▸ PROMPT 1
Filter the records below, copying every line that contains the word "pole".

▸ SELECTION
---

The Internet of Things (IoT) is essentially a massive communication tool that’s able to send and receive encrypted and unencrypted data. Business, of course, needs data, fresh real-time data every single day. Connected IoT devices can gather that data perhaps better than any other tech to date. However, the true magic is in the Internet of Things uses for this data.
The IoT has its fans and sceptics, as does every new technology. Virtual reality, for instance, faced years of backlash due to public misconceptions. However, as people have begun to understand its capabilities the case has quickly changed. I believe the same will happen with the IoT, except much more quickly, as real-world Internet of Things uses are just starting to make the awesomeness of the technology clear for all to see.
Internet of Things Uses At Home
Connected devices can be used to monitor your home, reacting when a leak occurs and making the necessary arrangements to fix it. It could control your heating and your lights, making your home or office more energy-efficient, by detecting when you or I enter and leave a room and acting accordingly. Sounds cool, right? Well, that’s just the tip of the IoT iceberg.
IoT technology is already being installed in a number of household devices, including clothing, refrigerators, dishwashers, washing machines and vehicles. These devices are able to interact with one another, exchanging information to better serve you, their master.
You can find out a bit more about the cool things in the smart home of the future by checking out this post from when Michele and I visited a very awesome concept smart home in London.
Personally, I think it’s great that machines are starting to communicate with one another via structured code – it could truly change our lives. What’s more, actionable change is already occurring on the business side of Internet of Things uses too.

---

[Records from a pointing dataset]
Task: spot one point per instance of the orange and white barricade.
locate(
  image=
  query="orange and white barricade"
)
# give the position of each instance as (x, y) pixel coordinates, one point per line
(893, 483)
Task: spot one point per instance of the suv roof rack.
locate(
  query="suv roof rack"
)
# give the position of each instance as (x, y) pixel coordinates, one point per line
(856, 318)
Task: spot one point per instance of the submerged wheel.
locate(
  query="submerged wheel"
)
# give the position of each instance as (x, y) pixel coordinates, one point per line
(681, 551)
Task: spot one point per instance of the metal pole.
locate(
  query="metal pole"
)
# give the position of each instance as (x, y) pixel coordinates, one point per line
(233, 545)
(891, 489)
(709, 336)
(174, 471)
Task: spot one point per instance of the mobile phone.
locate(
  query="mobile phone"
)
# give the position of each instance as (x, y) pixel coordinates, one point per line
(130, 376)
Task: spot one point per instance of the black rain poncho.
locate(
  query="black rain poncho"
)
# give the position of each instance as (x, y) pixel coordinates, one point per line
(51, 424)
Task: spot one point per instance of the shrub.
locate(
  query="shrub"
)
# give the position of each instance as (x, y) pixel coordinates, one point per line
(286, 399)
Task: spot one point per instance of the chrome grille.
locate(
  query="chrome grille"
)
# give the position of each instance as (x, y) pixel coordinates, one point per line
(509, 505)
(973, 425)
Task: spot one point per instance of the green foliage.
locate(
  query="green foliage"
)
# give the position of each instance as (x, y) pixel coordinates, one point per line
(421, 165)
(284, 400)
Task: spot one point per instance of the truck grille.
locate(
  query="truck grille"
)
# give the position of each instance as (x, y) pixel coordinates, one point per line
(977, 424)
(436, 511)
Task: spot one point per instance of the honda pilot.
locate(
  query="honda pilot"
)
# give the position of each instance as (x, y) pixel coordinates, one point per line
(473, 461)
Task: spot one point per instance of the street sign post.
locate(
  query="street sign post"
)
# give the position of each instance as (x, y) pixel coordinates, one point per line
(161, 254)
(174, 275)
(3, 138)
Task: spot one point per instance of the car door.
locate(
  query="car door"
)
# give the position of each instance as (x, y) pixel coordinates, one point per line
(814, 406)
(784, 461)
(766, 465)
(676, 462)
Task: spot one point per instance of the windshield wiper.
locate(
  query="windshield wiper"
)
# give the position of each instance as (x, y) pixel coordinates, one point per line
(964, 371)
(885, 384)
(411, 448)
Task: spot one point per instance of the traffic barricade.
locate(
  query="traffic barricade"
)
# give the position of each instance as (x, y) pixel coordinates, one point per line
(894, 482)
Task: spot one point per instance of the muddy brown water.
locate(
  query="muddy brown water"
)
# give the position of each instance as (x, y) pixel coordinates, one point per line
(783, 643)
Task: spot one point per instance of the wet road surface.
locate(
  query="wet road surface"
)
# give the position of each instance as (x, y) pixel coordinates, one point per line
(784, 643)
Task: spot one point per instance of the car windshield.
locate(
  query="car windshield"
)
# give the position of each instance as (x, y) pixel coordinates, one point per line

---

▸ PROMPT 2
In the passage on the Internet of Things above, change "refrigerators" to "ovens". Then reproduce the text between "IoT technology is" and "home in London.", inclusive, with that edit applied.

▸ TASK SOLUTION 1
Task: spot one point per instance of the metal pole.
  query="metal pole"

▸ TASK SOLUTION 2
IoT technology is already being installed in a number of household devices, including clothing, ovens, dishwashers, washing machines and vehicles. These devices are able to interact with one another, exchanging information to better serve you, their master.
You can find out a bit more about the cool things in the smart home of the future by checking out this post from when Michele and I visited a very awesome concept smart home in London.